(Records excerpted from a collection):
•••
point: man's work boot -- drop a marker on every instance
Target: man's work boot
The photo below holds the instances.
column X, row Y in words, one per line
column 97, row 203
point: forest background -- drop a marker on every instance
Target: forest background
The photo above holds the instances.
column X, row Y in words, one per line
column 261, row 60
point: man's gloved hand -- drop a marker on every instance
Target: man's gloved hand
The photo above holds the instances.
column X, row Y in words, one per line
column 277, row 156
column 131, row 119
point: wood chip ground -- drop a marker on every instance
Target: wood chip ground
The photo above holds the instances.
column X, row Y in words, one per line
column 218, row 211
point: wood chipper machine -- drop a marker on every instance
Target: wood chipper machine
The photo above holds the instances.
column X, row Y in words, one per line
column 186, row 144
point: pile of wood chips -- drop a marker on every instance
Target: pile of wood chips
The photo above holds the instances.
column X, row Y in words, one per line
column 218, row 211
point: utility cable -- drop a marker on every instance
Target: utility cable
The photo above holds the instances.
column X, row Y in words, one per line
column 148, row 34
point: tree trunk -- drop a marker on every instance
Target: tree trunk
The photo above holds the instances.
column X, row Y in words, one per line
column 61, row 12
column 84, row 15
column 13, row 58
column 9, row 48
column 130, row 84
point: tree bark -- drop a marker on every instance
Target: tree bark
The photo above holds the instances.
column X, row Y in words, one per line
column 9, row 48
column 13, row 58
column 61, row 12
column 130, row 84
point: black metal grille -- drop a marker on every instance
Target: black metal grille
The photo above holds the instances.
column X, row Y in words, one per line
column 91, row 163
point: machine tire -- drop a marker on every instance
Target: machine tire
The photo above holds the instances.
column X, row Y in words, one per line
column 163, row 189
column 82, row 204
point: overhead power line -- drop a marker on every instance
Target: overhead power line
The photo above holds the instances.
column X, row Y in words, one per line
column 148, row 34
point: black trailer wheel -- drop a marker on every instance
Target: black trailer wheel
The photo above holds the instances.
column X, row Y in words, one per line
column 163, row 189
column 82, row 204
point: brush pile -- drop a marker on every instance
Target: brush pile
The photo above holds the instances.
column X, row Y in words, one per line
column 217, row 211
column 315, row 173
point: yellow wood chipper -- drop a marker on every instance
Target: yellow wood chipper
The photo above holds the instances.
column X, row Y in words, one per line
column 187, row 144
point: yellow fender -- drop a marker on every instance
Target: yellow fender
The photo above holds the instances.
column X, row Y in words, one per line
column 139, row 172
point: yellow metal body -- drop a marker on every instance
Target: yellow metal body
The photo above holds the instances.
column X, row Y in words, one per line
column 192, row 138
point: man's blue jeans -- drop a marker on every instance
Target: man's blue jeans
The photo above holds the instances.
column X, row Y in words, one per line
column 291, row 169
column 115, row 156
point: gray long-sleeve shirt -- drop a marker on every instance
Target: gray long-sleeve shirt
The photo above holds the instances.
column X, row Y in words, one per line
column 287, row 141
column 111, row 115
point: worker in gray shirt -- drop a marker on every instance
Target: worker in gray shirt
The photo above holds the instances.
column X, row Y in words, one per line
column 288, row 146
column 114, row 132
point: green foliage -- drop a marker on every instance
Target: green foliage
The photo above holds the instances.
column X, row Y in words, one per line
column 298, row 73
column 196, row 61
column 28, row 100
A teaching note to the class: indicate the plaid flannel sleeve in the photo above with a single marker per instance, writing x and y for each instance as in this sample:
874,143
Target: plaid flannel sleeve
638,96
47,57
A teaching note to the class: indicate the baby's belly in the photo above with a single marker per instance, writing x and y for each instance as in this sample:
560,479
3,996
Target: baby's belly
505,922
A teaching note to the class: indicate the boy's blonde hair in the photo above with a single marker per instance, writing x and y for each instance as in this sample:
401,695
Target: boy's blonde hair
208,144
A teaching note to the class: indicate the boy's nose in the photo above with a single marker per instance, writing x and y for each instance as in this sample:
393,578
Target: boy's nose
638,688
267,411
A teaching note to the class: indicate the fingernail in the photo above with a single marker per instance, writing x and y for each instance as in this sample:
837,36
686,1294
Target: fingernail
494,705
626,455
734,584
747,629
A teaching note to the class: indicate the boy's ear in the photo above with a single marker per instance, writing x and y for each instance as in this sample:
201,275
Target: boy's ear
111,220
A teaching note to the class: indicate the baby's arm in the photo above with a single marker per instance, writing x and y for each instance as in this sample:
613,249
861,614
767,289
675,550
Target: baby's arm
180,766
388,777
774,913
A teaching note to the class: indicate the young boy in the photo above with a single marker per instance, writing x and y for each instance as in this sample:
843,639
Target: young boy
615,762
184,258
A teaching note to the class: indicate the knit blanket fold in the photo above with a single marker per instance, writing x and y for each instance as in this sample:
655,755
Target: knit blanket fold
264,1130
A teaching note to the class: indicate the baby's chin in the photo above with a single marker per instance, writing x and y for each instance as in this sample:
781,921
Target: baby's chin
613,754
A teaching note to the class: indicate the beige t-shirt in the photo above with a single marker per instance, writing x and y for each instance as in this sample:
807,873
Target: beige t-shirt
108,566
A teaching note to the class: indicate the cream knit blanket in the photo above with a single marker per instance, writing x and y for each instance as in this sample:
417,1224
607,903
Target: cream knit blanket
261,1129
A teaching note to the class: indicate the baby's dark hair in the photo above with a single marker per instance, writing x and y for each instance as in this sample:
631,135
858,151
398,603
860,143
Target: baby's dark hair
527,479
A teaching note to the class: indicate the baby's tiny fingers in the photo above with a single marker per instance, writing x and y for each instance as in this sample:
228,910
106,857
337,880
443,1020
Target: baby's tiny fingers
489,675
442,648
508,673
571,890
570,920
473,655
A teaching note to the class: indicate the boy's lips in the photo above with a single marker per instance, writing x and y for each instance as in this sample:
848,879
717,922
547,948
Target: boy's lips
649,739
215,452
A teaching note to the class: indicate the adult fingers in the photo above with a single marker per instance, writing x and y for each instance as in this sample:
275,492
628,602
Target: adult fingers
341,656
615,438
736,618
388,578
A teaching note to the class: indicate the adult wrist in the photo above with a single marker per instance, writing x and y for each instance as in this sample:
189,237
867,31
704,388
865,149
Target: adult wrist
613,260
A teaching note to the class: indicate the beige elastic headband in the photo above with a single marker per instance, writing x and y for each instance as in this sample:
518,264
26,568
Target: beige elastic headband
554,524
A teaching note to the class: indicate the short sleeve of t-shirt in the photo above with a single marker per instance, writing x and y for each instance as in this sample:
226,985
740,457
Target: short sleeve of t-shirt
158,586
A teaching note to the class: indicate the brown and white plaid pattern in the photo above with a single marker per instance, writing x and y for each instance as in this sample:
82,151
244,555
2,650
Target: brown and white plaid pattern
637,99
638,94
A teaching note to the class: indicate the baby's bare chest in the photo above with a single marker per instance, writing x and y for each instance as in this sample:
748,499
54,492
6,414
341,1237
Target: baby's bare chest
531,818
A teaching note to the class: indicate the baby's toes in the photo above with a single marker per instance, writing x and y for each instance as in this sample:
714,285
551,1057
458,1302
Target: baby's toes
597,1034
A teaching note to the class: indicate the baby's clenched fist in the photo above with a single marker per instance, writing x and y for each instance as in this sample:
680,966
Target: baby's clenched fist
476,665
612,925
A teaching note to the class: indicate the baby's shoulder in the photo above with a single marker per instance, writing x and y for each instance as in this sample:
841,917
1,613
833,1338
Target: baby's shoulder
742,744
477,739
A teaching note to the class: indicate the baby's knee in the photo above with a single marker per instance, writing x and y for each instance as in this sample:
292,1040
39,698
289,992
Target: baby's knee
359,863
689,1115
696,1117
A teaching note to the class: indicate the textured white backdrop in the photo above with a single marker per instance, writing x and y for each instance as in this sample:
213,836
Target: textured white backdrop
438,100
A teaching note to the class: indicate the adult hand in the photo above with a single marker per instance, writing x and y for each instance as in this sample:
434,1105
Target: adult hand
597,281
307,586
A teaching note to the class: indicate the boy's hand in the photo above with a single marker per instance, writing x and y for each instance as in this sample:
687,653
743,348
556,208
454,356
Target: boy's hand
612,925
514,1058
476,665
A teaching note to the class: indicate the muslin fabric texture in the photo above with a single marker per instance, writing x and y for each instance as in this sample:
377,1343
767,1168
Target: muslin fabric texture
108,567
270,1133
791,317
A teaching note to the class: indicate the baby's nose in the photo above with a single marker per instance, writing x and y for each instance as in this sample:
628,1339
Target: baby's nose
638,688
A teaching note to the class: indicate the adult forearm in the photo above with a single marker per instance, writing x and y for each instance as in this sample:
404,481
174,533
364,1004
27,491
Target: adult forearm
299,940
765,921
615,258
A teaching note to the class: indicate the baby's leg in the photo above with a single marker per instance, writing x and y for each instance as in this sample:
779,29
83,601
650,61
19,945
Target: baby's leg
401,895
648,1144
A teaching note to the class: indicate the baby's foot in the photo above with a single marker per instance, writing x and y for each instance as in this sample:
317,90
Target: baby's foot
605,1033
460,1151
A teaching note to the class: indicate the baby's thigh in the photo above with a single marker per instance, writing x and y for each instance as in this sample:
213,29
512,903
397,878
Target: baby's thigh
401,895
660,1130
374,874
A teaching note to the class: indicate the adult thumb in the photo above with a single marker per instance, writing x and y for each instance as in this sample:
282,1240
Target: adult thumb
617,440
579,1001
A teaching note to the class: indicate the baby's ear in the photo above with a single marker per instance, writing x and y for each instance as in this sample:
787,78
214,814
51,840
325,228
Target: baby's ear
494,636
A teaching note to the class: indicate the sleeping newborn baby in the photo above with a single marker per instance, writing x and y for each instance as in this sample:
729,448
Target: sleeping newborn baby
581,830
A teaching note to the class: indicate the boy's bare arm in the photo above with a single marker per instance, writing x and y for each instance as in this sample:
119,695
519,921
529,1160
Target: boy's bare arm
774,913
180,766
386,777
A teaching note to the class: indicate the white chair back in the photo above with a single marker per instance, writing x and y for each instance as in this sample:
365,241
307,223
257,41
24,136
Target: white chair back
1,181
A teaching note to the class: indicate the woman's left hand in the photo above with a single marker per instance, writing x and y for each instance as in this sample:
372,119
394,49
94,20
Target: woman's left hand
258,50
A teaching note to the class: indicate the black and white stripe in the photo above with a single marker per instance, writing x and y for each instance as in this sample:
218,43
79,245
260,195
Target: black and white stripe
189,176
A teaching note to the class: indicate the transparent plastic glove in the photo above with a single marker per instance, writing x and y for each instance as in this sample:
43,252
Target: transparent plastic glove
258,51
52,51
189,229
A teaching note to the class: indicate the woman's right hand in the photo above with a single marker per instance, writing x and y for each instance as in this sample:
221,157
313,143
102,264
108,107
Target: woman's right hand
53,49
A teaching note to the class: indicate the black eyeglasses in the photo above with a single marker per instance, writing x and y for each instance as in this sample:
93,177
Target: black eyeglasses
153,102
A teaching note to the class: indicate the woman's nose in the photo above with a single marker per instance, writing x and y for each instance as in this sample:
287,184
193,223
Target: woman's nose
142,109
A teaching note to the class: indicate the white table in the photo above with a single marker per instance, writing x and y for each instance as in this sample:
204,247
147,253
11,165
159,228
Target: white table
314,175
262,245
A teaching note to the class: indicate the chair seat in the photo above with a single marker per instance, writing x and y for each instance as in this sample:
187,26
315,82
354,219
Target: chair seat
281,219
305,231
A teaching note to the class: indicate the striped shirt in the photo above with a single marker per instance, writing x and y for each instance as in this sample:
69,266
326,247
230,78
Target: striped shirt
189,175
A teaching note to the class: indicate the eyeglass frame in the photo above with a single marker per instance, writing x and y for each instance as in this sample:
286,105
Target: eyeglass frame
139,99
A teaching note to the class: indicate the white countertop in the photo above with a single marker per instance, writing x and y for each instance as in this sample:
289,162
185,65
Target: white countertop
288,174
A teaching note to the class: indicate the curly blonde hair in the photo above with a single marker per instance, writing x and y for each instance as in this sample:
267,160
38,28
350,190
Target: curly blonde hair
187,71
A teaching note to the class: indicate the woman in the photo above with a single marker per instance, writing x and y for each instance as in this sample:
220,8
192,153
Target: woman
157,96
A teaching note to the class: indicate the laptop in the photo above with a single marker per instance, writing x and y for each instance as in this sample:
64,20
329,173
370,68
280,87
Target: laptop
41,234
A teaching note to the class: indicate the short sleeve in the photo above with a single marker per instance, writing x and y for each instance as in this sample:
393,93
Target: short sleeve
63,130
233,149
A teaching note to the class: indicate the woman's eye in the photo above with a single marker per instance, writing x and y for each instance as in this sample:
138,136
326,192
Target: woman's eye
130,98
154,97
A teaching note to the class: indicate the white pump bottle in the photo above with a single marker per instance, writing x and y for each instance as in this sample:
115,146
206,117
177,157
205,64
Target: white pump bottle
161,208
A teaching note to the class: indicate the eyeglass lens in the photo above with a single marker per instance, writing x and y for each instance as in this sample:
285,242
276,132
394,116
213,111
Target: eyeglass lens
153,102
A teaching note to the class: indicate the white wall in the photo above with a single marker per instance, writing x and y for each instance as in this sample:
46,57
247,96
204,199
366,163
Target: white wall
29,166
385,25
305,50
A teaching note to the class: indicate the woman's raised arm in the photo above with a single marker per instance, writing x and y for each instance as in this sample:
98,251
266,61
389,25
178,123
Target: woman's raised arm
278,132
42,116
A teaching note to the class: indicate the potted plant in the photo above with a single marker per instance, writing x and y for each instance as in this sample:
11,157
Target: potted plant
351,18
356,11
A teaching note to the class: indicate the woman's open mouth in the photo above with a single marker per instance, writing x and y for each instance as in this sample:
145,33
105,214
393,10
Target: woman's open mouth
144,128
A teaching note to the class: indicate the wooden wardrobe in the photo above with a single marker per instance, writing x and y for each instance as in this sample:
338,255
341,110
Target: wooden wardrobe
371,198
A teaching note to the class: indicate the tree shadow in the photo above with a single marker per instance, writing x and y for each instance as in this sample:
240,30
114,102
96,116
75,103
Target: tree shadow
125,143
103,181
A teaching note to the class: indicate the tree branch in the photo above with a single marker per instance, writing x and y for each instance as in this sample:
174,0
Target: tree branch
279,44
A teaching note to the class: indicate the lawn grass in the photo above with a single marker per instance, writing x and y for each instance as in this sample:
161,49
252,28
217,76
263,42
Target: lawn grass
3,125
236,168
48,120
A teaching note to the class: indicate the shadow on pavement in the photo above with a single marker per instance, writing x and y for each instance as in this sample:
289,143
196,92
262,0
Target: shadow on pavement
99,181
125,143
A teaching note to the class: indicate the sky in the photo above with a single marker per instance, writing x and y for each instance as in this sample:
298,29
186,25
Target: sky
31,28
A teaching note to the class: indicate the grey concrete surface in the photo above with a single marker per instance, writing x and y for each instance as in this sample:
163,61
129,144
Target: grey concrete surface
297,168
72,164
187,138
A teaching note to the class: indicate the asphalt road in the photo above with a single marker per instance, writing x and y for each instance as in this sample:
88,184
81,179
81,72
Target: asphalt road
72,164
•••
(What is needed): Your job is to print exactly the lines that run from the top of the entries through the line with "point: pile of", and no others.

(Answer below):
point: man's work boot -- drop a marker on every instance
Target: man's work boot
The photo below holds the instances.
column X, row Y in words, one per line
column 97, row 203
point: forest background -- drop a marker on every instance
Target: forest background
The photo above holds the instances.
column X, row Y in words, one per line
column 261, row 60
point: man's gloved hand -- drop a marker on every instance
Target: man's gloved hand
The photo above holds the instances.
column X, row Y in words, one per line
column 277, row 156
column 131, row 119
point: wood chip ground -- drop a marker on every instance
Target: wood chip ground
The photo above holds the instances.
column X, row Y in words, one per line
column 218, row 211
point: wood chipper machine -- drop a marker on every instance
Target: wood chipper machine
The photo above holds the instances.
column X, row Y in words, one per line
column 186, row 144
point: pile of wood chips -- drop a marker on every instance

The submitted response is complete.